Tasks and exercises:
(a) Reproduce the post about consul-haproxy and DNS word for word, in full.
(b) Locate every line in the rows that contains the word "point", and copy each one. Case counts when matching.

Source:
This is my humble opinion mostly with the intention to make you life extremely simple when using consul. Here it is:

Something like consul-haproxy is typically fit for externally exposed load-balanced services with a single entry point that cannot change very often, usually DNS queries with a not so small TTL. These are usually websites and externally exposed APIs where a unique domain should end up pointing to all the nodes offering that service and you cannot be certain that consumer's resolution respects TTLs or any caching in the middle that could take up to 72 hours to be fixed. Haproxy is also a must when a well known port is to be used, since SRV isn't very widely supported.

However, inside your cluster you can have shorter TTL, you can know that DNS is properly respected and there aren't DNS caches and you can use SRV records in many cases. When a service goes down many implementations of different services consumers (e.g redis gem for ruby) will handle the reconnection and since you'd be using a FQDN (e.g. redis.service.cluster) the language itself or sometimes the OS (e.g ruby) would respect the DNS TTL and the resolution would happen again. Consul randomly gives you a record of any of the redis offerers effectively giving you a sort of internal load balancing that eliminates the need for haproxy or similar. But do notice that the port isn't standard and is to be read from the SRV record.

To simplify your question, I think you need to use consul-haproxy mostly for publicly exposed services where the consumer cannot access the cluster's DNS (.consul domains) or when consumer's cannot adapt to a change in the destination port. In any other cases you should use SRV records or a tool to query consul's registry and ask yourself some of this questions before you use consul DNS:

- Will the service consumer reconnect if something fails?
- Will my implementation/language automatically resolve the domain again respecting TTL.
- How could I enable the previous two behaviors if they're not 'natively' available?

Entries supplied:
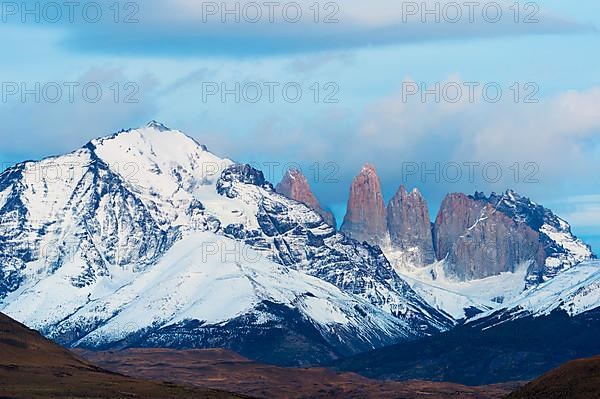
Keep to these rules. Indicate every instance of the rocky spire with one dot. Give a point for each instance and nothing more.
(410, 226)
(365, 218)
(480, 241)
(294, 185)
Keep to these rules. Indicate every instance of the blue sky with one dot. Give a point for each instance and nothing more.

Solutions to each task:
(a)
This is my humble opinion mostly with the intention to make you life extremely simple when using consul. Here it is:

Something like consul-haproxy is typically fit for externally exposed load-balanced services with a single entry point that cannot change very often, usually DNS queries with a not so small TTL. These are usually websites and externally exposed APIs where a unique domain should end up pointing to all the nodes offering that service and you cannot be certain that consumer's resolution respects TTLs or any caching in the middle that could take up to 72 hours to be fixed. Haproxy is also a must when a well known port is to be used, since SRV isn't very widely supported.

However, inside your cluster you can have shorter TTL, you can know that DNS is properly respected and there aren't DNS caches and you can use SRV records in many cases. When a service goes down many implementations of different services consumers (e.g redis gem for ruby) will handle the reconnection and since you'd be using a FQDN (e.g. redis.service.cluster) the language itself or sometimes the OS (e.g ruby) would respect the DNS TTL and the resolution would happen again. Consul randomly gives you a record of any of the redis offerers effectively giving you a sort of internal load balancing that eliminates the need for haproxy or similar. But do notice that the port isn't standard and is to be read from the SRV record.

To simplify your question, I think you need to use consul-haproxy mostly for publicly exposed services where the consumer cannot access the cluster's DNS (.consul domains) or when consumer's cannot adapt to a change in the destination port. In any other cases you should use SRV records or a tool to query consul's registry and ask yourself some of this questions before you use consul DNS:

- Will the service consumer reconnect if something fails?
- Will my implementation/language automatically resolve the domain again respecting TTL.
- How could I enable the previous two behaviors if they're not 'natively' available?

(b)
Keep to these rules. Indicate every instance of the rocky spire with one dot. Give a point for each instance and nothing more.
Keep to these rules. Indicate every instance of the blue sky with one dot. Give a point for each instance and nothing more.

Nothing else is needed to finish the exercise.